━━ ARTICLE ━━
4. The learned Single Judge held, relying on the Agreement that the area agreed to be sold was part of Plot C-2. based on the sanctioned lay out. The learned single Judge also held that at the prima facie stage it was not possible to hold whether the Agreement is a Development Agreement. The learned single Judge held that the Agreement would have to be read as a whole and material will have to be considered which could only be done at the trial of the suit. The contention urged that in view of Section 14 of the Specific Relief Act, the Agreement could not be enforced was rejected by the learned Judge by holding that the issue can only be decided at the final hearing of the suit. The various other contentions urged in support of the contention that the Agreement was a development agreement were rejected on the ground that the document would have to be construed by considering the other material on record and the evidence. After so holding and on considering the documentary evidence, the learned single Judge held that he was satisfied that a prima facie case has been made out. The learned Judge thereafter was pleased to make the Motion absolute in the following terms:
Defendants, their servants, agents are restrained by an order and injunction from in any manner disposing of or alienating and encumbering an area admeasuring 2 lakh sq.ft. on Plot No. C-2 more particularly described in second schedule to the Agreement dated 24th March, 2005 as also utilising benefit of TDR/DRC generated by defendant Nos. 1 to so as to adversely affect Plaintiffs right to construct and sell the said area in accordance with the agreement Exh.F-4 to the Plaint.
After this order was pronounced certain additional submissions were made and the learned Judge thereafter was pleased to further order as under:
46. In my view, once the injucntion/linterlocutory relief is to protect right of Plaintiffs under this agreement, plaintiff cannot get anything more than what is the entitlement under the agreement. Hence, the defendant Nos. 1 to 11, their servants, agents are restrained by an order and injunction from in any manner disposing of or alienating the area of 2 lakh sq.ft. to be used and utilised by construction of building as shown on plan annexed as Annexure "B" to the agreement, available as free sale on the property being part of property being C-2 shown shaded in the same plan and more particularly described in the Agreement so as not to adversely affect plaintiffs right under the same. The injunction granted in the foregoing paragraphs be read in this light and the clause in the Agreement reproduced above.
━━━
━━ SUPPLIED DATA ━━
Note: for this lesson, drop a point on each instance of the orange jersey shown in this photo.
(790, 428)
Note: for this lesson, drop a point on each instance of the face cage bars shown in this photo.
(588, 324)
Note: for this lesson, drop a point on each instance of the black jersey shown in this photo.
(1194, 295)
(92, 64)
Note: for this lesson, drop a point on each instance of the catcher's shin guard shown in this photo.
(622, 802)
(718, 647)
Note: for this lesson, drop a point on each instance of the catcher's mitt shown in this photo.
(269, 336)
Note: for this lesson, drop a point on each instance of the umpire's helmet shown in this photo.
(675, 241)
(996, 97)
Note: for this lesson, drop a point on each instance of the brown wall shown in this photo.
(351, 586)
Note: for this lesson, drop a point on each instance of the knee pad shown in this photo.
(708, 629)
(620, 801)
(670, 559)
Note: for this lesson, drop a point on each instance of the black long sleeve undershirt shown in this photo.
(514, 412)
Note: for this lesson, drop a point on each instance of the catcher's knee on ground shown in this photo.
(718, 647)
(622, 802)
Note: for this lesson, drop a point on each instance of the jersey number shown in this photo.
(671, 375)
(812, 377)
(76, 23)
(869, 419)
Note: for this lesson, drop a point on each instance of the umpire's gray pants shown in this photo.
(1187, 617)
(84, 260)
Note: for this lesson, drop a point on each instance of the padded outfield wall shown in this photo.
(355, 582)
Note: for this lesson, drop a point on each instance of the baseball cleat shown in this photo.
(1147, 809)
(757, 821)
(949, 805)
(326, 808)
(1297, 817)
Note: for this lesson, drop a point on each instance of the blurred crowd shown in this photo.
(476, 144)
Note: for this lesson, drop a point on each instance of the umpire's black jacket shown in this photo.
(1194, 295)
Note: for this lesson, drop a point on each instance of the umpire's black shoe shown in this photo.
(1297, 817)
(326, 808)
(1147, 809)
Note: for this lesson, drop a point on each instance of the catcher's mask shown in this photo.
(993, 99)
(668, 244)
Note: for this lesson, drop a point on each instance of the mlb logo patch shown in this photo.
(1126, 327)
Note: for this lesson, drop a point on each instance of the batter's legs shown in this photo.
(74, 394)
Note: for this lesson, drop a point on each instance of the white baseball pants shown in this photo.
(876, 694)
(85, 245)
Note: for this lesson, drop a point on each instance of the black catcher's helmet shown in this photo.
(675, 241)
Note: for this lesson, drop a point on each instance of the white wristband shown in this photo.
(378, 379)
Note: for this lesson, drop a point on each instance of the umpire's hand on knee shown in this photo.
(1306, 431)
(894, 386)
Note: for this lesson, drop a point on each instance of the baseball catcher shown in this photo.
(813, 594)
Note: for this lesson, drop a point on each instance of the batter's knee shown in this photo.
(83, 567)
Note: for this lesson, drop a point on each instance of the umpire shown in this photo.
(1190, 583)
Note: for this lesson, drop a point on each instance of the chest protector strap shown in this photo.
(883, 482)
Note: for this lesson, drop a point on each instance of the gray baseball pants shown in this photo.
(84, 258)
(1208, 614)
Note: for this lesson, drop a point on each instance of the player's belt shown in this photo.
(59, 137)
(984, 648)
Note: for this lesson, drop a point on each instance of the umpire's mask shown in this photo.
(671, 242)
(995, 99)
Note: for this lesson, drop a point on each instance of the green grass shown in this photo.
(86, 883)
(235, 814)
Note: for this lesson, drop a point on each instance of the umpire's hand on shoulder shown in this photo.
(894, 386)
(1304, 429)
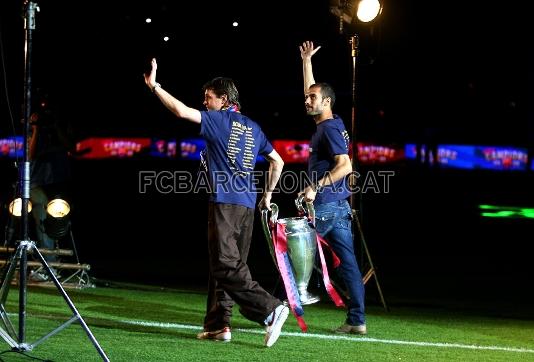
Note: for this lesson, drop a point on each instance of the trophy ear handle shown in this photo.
(309, 211)
(268, 222)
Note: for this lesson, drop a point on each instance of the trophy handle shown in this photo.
(266, 221)
(309, 211)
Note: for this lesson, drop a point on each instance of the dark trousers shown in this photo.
(230, 282)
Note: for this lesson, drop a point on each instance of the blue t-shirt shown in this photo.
(330, 139)
(233, 144)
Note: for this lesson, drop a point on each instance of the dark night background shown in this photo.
(453, 73)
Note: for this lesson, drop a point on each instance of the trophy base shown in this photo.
(306, 298)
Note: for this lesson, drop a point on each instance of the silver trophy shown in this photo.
(302, 246)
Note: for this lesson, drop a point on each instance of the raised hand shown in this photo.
(307, 50)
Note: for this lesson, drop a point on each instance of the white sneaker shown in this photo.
(274, 326)
(224, 335)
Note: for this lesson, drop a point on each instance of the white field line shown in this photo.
(343, 338)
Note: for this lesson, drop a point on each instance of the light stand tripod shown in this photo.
(18, 340)
(372, 271)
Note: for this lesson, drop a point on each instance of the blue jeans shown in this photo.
(333, 222)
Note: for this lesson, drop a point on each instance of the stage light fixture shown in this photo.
(364, 10)
(368, 10)
(57, 220)
(15, 207)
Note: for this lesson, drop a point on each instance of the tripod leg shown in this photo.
(372, 270)
(9, 334)
(76, 315)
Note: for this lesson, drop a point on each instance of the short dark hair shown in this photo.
(327, 91)
(222, 85)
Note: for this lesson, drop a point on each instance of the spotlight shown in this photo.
(57, 220)
(15, 207)
(365, 10)
(368, 10)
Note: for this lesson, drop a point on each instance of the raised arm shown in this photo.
(173, 104)
(307, 50)
(276, 164)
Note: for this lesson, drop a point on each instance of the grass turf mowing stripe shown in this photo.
(345, 338)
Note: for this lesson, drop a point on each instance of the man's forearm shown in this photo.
(337, 173)
(175, 106)
(273, 175)
(307, 72)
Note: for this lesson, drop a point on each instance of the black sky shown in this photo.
(460, 73)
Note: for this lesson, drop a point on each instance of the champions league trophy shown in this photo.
(301, 244)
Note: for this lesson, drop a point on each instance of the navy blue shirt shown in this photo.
(233, 144)
(330, 139)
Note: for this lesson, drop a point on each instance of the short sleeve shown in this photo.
(210, 121)
(265, 146)
(337, 140)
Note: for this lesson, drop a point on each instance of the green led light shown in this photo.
(510, 212)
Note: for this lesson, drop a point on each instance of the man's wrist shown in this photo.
(156, 85)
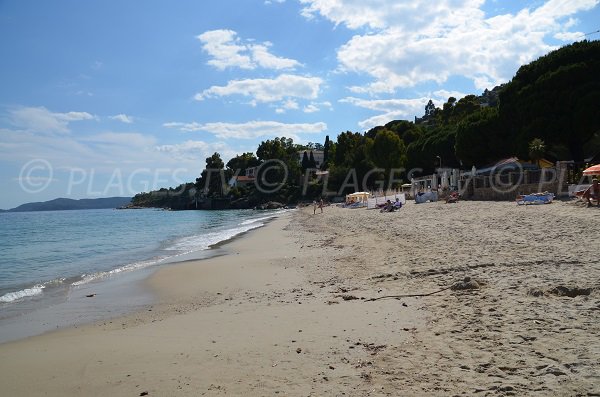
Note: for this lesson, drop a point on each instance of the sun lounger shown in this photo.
(535, 198)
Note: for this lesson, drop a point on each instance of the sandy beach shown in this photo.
(299, 308)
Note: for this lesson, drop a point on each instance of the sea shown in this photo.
(60, 268)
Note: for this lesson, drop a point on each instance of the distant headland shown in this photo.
(64, 204)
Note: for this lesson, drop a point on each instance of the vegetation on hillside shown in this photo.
(550, 108)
━━━
→ THINGS TO DO
a) List every action that the injunction in the judgment above, when the Motion was first made absolute, bars the defendants, their servants and agents from taking.
b) Continue the court judgment on the Plot C-2 agreement from its final sentence.

→ ANSWERS FOR THE TASKS
a)
- Disposing of the area of 2 lakh sq.ft. on Plot No. C-2
- Alienating that area
- Encumbering that area
- Utilising the benefit of TDR/DRC generated by the defendants so as to adversely affect the Plaintiffs' right to construct and sell the area under the agreement

b)
5. The Appellants are aggrieved by these observations in para.46 of the order, which according to them has resulted in denying them protections for their right of development of additional 1,00,000 sq.ft. by way of TDR on the suit plot. They are also aggrieved by the non-grant of the injunction in respect of the suit way.
6. There was a delay in preferring the Appeal, which on a Motion taken out being Notice of Motion No. 3537 of 2005 the delay was condoned. It is only after this, did the respondent Nos. 1 to 9 and 10 and 11 file their cross objections.
7. On behalf of the Appellants the issues raised and submissions made are as under:
(a) After having held, that the Plaintiffs have made out a prima facie case and having made the notice of Motion absolute in terms as mentioned in para.42 of the judgment, could the learned Judge clarify the order by adding a rider at the end of para.46 of the judgment which reads as under:
The injunction granted in the foregoing paragraphs be read in this light and the clause in the Agreement reproduced above" which rider has the effect of nullifying the protection to the appellants and thereby permitting the respondents to deal with the TDR to the extent which could be made available by the respondents to the appellants by acquiring or purchasing slum TDR from the open market free from all encumbrances, claims and dues.
(b) Whether inspite of the specific provision in the agreement granting to the appellants right of way through the Plot No. 2A to Plot A-2 of the respondents property the relief in respect thereof should have been refused.
8. On the other hand on behalf of the respondent No. 10 it is contended that the Agreement was an agreement for security and in the alternative is a development agreement and consequently the appellants are not entitled to specific performance of the agreement.
On behalf of respondent No. 11 it is submitted that the rights of the respondent No. 11 were antecedent/prior to the rights of the appellants as the agreement entered into between the respondent No. 11 and respondent No. 10 was dated 22nd January, 2004 prior to the agreement between the appellants and respondent Nos. 1 to 10 which was on 20th April, 2004 and further that the agreement dated 22nd January, 2004 had been acted upon and that the agreement between the appellants and respondent Nos. 1 to 10 was an agreement for development and consequently could not be specifically enforced.
On behalf of the respondent Nos. 1 to 9 the argument advanced on behalf of the respondent No. 10 has been adopted.
9. On behalf of respondent No. 12 and 13 it is contended that the issue relating to right of way was not seriously pressed or argued or placed for consideration before the learned single Judge. At any rate, it is submitted that the appellants are claiming right on plot C-2 which has an access in terms of the approved plan. In these circumstances the Appellants on the ground that there was an existing right of way can claim no right as pursuant to the approved lay out plan it is the plan as approved, which has make provided for access to the various sub divisions.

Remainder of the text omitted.